» TEXT EXTRACT:
>> START
ColabFold 1.5.5 (local db version)

Webpage

https://github.com/sokrypton/ColabFold

Brief installation procedure

Ref: https://github.com/sokrypton/ColabFold/wiki/Running-ColabFold-in-Docker
We have installed databases and conda environment for ColabFold 1.5.5. Docker/apptainer(singularity) was not used in this procedure; don't run local MSA server, use only local DB for MSA.

Python environment

$ sh Miniforge3-Linux-x86_64.sh
$ cd /apl/colabfold/1.5.5
$ ./bin/conda shell.bash hook > conda_init.sh
$ ./bin/conda shell.tcsh hook > conda_init.csh
$ . /apl/colabfold/1.5.5/conda_init.sh
$ conda install cudatoolkit=11.8.0
$ CONDA_OVERRIDE_CUDA=11.8.0 conda install -c conda-forge -c bioconda colabfold=1.5.5=* jaxlib=*=*cuda* libabseil libgrpc python mmseqs2 vmtouch

Get databases

  • We followed the procedure described in setup_databases.sh in ColabFold 1.5.5 manually
    • We use mmseqs version specfied in MsaServer/setup-and-start-local.sh in this step.
    • Index generation (createindex) was skipped.
    • Databases are available in /apl/colabfold/1.5.5/MsaServer/databases.
    • AlphaFold2 parameters are downloaded in /apl/colabfold/1.5.5/MsaServer/params.
    • we don't use msa-server.

Scatter large files among OSTs (this step is specific to lustre file system).
>> END
» SUPPLIED ENTRIES:
>> START
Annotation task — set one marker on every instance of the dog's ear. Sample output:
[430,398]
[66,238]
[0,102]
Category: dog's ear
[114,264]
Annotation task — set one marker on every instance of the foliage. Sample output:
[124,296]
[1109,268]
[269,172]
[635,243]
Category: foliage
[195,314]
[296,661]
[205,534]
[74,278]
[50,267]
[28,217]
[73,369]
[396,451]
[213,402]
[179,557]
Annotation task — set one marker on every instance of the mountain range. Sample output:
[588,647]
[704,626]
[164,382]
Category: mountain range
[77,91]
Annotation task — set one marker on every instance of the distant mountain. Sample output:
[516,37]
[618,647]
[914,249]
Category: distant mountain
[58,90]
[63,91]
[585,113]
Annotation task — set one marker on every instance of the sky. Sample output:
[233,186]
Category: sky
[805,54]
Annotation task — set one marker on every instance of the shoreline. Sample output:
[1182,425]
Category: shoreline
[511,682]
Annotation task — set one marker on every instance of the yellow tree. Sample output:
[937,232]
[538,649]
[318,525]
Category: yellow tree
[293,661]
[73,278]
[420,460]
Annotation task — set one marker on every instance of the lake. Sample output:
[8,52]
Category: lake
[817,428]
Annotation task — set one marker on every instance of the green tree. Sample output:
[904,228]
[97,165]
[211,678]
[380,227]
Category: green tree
>> END
» OBJECTIVES:
1. Where are the databases stored, according to the ColabFold installation notes?
2. Pick up the ColabFold installation notes right after their last line and write the next section.

» REPLIES:
1. In /apl/colabfold/1.5.5/MsaServer/databases.

2.
$ lfs migrate -c 2 colabfold_envdb_202108_db_h.index # 17GB
$ lfs migrate -c 2 colabfold_envdb_202108_db_seq.index # 18GB
$ lfs migrate -c 2 pdb100_foldseek_230517.tar.gz # 18GB
$ lfs migrate -c 3 colabfold_envdb_202108_db_h # 24GB
$ lfs migrate -c 3 colabfold_envdb_202108_db # 25GB
$ lfs migrate -c 3 colabfold_envdb_202108_db_aln # 27GB
$ lfs migrate -c 3 uniref30_2302_aln.tsv # 29GB
$ lfs migrate -c 3 colabfold_envdb_202108_h.tsv # 30GB
$ lfs migrate -c 4 colabfold_envdb_202108.tsv # 38GB
$ lfs migrate -c 5 uniref30_2302_db_h # 41GB
$ lfs migrate -c 5 uniref30_2302_h.tsv # 44GB
$ lfs migrate -c 5 colabfold_envdb_202108_aln.tsv # 52GB
$ lfs migrate -c 6 pdb100_a3m.ffdata # 60GB
$ lfs migrate -c 8 uniref30_2302_db_seq # 78GB
$ lfs migrate -c 10 colabfold_envdb_202108_db_seq # 87GB
$ lfs migrate -c 10 uniref30_2302.tar.gz # 96GB
$ lfs migrate -c 11 colabfold_envdb_202108.tar.gz # 110GB
$ lfs migrate -c 12 uniref30_2302_seq.tsv # 128GB
$ lfs migrate -c 12 colabfold_envdb_202108_seq.tsv # 128GB

Sample job script for PBS

#!/bin/sh
#PBS -l select=1:ncpus=128:mpiprocs=1:ompthreads=128
#PBS -l walltime=24:00:00

if [ ! -z "${PBS_O_WORKDIR}" ]; then
 cd "${PBS_O_WORKDIR}"
fi

# input data and intermediate/work dirs
NUM_RELAX=1                # number of structures to be relaxed after inference
INPUTFASTA=./monomer.fasta # input sequence
MSADIR=./msas              # intermediate msa directory
OUTPUTDIR=./output         # output of colabfold_batch
MMSEQS_NUM_THREADS=$OMP_NUM_THREADS # number of threads; exporting this may work

# common params
COLABFOLDROOT=/apl/colabfold/1.5.5
. ${COLABFOLDROOT}/conda_init.sh

# search options
MMSEQS=${COLABFOLDROOT}/bin/mmseqs
DBDIR=${COLABFOLDROOT}/MsaServer/databases
colabfold_search --mmseqs ${MMSEQS} \
                --threads ${MMSEQS_NUM_THREADS} \
   ${INPUTFASTA} ${DBDIR} ${MSADIR}

# run prediction
AF2WEIGHTS=${COLABFOLDROOT}/MsaServer # af2 weight
colabfold_batch \
   --num-relax ${NUM_RELAX} \
   --data ${AF2WEIGHTS} \
   ${MSADIR} ${OUTPUTDIR}

Notes

  • When msa-server is launched on computation node, the prediction by colabfold_batch does not finish correctly. (There are some errors about templates.)
    • We decided not to use msa-servers. (It may be difficult to get some performance improvement by msa-server. It is difficult to load the data onto memory beforehand on RCCS system.)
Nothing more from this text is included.